■ THE EXERCISE
Recast the stretch of the material below, from the line containing "Target: marram grass" through the end, as a numbered list with blank lines omitted.

[Stored items]
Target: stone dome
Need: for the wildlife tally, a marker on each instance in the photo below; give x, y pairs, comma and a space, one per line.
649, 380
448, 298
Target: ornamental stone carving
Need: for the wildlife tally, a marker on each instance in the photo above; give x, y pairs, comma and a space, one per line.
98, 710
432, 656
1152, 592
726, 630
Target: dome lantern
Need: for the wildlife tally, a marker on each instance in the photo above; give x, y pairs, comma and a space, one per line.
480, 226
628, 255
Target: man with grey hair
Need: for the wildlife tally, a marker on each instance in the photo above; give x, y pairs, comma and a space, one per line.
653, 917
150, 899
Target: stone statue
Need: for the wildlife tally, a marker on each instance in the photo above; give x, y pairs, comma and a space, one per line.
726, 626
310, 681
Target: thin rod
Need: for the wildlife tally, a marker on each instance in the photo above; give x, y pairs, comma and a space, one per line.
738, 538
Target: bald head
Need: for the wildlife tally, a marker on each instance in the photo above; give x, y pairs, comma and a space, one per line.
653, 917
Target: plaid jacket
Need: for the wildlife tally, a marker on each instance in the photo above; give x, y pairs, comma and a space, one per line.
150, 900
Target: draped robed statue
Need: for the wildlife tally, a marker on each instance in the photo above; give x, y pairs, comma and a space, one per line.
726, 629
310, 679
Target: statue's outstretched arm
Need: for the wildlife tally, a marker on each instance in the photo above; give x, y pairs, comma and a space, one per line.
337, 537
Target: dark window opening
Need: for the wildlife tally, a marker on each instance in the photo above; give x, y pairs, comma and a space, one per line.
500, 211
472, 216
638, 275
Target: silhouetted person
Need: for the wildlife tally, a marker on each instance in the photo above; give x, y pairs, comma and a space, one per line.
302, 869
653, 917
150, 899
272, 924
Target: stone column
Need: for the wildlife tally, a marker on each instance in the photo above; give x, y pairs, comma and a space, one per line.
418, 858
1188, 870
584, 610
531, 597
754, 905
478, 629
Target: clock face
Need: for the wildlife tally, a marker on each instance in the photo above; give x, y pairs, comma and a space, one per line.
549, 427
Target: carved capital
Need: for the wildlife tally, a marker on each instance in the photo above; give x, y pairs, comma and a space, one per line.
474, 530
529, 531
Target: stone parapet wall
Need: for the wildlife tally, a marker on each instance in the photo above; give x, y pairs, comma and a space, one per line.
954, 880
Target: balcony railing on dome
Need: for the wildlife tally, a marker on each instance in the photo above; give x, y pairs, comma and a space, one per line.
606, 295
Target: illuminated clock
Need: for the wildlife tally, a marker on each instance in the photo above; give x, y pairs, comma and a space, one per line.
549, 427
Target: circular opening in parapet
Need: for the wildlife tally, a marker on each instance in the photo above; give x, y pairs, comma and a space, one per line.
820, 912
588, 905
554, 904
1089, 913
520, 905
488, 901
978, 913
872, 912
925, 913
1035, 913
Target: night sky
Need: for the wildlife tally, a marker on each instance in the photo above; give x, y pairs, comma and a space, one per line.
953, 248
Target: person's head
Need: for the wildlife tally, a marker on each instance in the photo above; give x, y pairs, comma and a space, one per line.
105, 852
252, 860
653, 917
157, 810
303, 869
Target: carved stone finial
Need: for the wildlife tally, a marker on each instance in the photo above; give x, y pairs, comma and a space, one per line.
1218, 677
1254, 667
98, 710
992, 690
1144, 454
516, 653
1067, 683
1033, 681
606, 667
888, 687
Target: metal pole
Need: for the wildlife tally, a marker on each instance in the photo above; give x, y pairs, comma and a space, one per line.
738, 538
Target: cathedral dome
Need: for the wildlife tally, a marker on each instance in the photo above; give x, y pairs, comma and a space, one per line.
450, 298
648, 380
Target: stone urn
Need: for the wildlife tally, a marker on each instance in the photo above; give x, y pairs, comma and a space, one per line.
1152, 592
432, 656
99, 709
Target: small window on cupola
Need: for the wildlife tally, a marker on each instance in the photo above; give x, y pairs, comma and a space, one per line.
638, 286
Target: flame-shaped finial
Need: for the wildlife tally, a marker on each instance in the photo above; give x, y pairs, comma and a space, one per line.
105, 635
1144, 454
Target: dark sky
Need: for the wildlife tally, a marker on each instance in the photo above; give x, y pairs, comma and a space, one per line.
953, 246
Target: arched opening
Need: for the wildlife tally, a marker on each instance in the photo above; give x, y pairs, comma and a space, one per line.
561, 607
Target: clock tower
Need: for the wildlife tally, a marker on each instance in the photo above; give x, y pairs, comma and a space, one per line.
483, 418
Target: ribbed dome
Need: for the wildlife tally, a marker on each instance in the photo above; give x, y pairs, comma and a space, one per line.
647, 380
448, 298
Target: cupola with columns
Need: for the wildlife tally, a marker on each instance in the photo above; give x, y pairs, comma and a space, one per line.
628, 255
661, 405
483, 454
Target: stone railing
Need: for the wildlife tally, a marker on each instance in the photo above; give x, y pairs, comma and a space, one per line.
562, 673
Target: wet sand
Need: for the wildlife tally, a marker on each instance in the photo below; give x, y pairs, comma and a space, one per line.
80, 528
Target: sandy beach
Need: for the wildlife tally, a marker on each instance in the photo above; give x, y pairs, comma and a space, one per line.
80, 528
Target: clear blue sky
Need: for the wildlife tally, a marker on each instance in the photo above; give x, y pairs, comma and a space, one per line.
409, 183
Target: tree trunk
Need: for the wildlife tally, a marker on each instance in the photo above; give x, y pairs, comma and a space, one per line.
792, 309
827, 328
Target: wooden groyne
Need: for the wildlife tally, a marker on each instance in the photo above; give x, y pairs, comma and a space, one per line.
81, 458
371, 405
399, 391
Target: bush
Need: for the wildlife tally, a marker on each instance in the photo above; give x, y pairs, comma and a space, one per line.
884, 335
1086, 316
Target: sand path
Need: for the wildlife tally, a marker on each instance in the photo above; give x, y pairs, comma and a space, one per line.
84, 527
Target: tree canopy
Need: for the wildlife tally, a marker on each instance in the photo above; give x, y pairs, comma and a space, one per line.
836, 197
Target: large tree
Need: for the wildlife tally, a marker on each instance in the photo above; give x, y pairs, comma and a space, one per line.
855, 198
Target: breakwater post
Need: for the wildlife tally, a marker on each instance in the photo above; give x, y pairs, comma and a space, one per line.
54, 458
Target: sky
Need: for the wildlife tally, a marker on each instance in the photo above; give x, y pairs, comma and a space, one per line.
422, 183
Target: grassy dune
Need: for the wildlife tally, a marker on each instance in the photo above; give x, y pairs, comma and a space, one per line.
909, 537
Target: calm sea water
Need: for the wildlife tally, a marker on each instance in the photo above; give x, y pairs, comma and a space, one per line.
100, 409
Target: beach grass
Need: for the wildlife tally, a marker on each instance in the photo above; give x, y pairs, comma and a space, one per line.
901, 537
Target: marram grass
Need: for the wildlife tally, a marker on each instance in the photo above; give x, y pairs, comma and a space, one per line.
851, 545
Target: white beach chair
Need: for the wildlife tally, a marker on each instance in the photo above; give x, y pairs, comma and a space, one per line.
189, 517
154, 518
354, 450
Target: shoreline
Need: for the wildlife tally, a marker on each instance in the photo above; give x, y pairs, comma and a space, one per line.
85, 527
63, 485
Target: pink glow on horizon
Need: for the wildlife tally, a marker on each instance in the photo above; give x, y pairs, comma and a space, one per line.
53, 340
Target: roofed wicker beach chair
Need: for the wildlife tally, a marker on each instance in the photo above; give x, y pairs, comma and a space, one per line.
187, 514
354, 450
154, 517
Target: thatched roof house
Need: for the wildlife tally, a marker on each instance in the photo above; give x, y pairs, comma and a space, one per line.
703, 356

■ EXERCISE SOLUTION
1. Target: marram grass
2. Need: for the wildlife tally, a marker on each instance in the photo above; give x, y pairs, comma and a space, one per line.
3. 851, 545
4. Target: white beach chair
5. Need: for the wildlife tally, a marker on each instance in the photo above; give x, y pairs, comma and a space, one per line.
6. 189, 517
7. 154, 518
8. 354, 450
9. Target: shoreline
10. Need: for the wildlife tally, a marker on each instance in the photo above; give x, y pairs, comma and a space, one per line.
11. 85, 527
12. 63, 485
13. Target: pink glow on horizon
14. Need: for the wildlife tally, a marker on each instance in the photo above; give x, y pairs, comma and a space, one per line.
15. 53, 340
16. Target: roofed wicker beach chair
17. Need: for the wildlife tally, a marker on each instance in the photo above; give x, y pairs, comma and a space, one per line.
18. 187, 514
19. 354, 450
20. 154, 517
21. Target: thatched roof house
22. Need: for the wildlife tally, a marker on each instance in the photo above; give x, y pairs, comma and a space, one per line.
23. 703, 356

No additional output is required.